RECORDS SUPPLIED:

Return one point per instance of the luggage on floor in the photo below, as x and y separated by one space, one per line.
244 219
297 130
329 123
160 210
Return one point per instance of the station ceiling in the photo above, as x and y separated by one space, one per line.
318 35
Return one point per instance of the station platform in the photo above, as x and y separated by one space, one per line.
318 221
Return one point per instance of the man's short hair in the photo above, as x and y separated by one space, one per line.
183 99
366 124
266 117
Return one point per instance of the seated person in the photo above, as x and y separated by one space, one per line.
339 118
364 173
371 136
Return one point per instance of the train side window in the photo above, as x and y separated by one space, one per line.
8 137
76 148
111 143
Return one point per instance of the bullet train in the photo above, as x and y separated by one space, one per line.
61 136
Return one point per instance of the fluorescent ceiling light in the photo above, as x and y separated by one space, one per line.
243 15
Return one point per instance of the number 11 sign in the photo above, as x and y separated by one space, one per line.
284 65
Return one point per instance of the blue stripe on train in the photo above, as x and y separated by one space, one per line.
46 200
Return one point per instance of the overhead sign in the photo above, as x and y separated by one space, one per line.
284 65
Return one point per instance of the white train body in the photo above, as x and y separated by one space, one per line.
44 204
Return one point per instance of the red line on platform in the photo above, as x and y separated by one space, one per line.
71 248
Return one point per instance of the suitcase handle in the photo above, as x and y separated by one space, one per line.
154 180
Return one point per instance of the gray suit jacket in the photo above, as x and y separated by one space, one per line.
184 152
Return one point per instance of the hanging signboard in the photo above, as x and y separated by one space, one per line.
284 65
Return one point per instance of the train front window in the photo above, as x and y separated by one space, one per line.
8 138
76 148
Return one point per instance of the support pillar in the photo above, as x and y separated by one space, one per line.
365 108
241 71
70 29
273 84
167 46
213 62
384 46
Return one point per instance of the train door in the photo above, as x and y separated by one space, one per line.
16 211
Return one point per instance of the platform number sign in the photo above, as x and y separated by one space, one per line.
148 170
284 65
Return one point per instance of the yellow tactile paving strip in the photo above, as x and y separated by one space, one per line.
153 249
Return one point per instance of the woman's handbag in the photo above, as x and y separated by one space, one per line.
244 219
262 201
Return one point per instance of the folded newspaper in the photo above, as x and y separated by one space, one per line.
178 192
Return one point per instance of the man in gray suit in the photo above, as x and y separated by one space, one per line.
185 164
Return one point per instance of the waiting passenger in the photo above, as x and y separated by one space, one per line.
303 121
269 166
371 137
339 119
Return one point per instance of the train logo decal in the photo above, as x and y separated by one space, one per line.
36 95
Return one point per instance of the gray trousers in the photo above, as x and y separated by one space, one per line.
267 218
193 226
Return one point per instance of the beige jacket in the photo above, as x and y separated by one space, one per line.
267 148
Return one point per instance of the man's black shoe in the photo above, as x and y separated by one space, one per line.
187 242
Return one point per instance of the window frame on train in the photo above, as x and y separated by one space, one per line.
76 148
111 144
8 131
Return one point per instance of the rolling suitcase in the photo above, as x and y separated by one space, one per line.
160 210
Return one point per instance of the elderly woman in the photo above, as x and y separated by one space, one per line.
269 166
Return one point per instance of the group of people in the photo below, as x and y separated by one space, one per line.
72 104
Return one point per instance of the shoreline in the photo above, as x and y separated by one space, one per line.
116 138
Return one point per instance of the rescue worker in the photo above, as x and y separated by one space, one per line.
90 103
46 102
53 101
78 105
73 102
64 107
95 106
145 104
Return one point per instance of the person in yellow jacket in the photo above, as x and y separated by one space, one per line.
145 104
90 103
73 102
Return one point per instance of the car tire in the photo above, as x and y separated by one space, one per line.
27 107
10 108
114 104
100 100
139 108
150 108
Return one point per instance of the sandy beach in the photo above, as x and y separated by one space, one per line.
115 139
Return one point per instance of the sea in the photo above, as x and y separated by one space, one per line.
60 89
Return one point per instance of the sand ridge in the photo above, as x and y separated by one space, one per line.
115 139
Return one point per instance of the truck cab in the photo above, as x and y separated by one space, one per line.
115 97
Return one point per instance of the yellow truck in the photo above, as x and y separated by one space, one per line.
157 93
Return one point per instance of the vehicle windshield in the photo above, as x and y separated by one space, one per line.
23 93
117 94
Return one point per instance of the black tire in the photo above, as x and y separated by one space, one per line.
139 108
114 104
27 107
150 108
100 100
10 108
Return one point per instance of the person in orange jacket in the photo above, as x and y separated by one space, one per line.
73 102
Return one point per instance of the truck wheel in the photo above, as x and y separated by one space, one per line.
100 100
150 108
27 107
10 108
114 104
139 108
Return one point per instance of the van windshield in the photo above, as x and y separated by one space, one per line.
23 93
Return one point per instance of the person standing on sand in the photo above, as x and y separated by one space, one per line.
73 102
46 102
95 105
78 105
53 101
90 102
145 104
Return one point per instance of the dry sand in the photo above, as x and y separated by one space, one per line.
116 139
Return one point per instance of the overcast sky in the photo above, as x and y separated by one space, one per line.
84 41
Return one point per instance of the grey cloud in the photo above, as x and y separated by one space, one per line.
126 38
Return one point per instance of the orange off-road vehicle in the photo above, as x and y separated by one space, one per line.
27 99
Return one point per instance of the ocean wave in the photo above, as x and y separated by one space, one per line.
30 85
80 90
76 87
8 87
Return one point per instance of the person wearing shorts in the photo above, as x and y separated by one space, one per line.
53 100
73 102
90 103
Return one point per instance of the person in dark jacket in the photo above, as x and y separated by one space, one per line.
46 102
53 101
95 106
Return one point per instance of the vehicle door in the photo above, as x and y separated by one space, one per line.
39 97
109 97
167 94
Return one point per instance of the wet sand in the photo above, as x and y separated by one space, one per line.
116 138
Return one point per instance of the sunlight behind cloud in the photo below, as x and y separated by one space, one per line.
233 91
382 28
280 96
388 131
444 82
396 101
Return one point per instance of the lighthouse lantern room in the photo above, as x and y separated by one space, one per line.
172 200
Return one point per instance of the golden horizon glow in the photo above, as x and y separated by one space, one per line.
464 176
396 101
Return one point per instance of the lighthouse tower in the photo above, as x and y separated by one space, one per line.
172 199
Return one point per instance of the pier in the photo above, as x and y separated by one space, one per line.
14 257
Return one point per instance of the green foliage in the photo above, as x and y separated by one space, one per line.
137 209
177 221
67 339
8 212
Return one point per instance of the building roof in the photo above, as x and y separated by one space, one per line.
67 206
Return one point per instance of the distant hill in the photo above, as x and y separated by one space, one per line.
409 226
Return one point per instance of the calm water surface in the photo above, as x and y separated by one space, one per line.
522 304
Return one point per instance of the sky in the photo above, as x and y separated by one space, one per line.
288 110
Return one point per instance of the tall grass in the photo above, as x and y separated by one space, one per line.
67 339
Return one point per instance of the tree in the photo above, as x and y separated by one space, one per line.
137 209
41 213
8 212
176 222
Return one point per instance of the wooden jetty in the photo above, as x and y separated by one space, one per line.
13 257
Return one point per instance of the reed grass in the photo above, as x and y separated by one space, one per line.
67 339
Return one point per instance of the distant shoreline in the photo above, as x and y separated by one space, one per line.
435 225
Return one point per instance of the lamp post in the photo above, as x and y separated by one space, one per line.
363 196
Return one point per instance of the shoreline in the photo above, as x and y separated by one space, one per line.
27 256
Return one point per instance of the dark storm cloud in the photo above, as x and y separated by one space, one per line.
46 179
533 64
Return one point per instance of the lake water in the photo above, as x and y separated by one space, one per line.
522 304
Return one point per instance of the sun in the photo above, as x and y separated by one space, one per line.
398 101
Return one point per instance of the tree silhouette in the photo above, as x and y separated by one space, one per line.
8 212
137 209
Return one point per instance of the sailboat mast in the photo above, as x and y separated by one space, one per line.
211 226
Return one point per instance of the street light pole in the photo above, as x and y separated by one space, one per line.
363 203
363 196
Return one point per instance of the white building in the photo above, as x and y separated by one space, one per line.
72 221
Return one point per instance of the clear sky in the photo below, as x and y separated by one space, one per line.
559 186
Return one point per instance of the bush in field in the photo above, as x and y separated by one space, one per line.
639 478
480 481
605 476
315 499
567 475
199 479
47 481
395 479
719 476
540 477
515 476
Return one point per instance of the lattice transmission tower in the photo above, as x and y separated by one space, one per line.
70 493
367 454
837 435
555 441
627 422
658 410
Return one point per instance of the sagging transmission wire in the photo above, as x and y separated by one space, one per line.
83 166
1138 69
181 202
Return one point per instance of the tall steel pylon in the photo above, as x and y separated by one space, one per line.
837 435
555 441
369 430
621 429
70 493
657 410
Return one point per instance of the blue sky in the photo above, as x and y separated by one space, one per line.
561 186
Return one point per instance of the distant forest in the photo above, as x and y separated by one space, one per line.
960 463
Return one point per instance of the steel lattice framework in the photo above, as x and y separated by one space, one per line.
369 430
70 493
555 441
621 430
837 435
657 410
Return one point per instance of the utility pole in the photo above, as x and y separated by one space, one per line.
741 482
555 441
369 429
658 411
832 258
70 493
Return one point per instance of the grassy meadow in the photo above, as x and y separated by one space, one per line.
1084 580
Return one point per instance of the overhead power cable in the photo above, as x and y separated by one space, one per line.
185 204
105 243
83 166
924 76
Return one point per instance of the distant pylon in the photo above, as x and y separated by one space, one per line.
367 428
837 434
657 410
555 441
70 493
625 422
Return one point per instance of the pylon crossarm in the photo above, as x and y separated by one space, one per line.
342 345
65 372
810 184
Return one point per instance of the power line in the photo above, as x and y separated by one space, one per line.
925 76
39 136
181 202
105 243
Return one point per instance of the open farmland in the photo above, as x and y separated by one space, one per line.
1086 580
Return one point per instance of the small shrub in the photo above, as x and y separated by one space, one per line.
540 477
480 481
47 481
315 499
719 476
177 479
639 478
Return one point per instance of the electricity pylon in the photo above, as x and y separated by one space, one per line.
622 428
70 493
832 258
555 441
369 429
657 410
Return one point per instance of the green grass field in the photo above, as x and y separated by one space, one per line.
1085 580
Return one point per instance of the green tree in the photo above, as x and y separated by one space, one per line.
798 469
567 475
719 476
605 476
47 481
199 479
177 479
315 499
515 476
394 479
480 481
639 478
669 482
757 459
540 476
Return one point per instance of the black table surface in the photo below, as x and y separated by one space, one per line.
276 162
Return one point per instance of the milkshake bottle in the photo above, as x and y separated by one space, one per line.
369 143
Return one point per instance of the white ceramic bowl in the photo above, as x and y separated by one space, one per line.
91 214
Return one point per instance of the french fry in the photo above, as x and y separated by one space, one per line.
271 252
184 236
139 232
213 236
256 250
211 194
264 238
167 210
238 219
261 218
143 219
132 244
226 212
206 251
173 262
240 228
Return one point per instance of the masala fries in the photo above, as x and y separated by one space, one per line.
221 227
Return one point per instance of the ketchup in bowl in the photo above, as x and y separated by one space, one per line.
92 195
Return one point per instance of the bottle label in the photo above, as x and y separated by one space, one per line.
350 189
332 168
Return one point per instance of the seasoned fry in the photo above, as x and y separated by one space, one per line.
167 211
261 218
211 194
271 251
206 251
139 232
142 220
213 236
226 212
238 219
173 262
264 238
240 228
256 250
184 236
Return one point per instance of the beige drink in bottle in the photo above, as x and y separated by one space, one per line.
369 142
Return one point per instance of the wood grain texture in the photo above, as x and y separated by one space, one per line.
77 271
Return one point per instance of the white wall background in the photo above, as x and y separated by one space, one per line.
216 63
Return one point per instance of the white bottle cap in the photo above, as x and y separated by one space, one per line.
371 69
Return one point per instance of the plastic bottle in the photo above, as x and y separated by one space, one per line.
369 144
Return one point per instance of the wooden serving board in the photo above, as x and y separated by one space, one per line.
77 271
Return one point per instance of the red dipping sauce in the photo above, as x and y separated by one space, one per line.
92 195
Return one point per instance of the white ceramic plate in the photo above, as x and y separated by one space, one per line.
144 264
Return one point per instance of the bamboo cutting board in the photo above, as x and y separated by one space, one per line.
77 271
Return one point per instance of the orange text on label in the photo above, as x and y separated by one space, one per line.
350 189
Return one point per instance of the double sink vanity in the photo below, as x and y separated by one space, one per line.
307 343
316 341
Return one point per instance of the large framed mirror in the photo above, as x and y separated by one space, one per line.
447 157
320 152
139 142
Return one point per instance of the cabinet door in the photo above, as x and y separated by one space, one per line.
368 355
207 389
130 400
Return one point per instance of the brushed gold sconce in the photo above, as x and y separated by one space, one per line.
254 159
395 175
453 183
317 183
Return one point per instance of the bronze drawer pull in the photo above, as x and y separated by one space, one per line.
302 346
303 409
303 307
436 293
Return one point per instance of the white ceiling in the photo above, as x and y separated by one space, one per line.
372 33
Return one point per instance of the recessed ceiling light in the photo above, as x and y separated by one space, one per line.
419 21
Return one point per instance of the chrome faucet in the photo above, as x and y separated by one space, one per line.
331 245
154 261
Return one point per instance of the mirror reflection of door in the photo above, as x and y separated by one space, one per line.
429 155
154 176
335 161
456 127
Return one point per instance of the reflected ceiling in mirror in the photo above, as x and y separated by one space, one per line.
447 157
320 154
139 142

WHAT TO WORK ON:
Quote exactly the line containing "Return one point per instance of the cabinet" and every later line through the end of the listing, and no other lines.

ANSWER SECTION:
Return one point per instance of the cabinet door in the photo above, as x and y separated by one space, one per line.
368 355
207 389
130 400
Return one point per instance of the brushed gold sconce in the photo above, as x and y separated by one space, one per line.
254 159
395 175
453 183
317 183
Return one point per instance of the bronze drawer pull in the photo above, as x and y separated by one space, one per line.
302 346
303 409
303 307
436 293
Return one point per instance of the white ceiling in the photo above, as x and y separated by one space, one per line.
372 33
Return one point per instance of the recessed ceiling light in the photo above, as x and y separated by one space, one per line.
419 21
Return one point per instance of the chrome faucet in the photo above, as x and y separated by one space, one per line.
331 245
154 261
Return one point per instance of the mirror reflection of door in the photo above, as x and y separated by one space, one per line.
429 155
154 176
335 161
456 127
Return one point per instance of the reflected ceiling in mirror in the photo above, as x and y separated by one space, one per line.
447 157
320 154
139 142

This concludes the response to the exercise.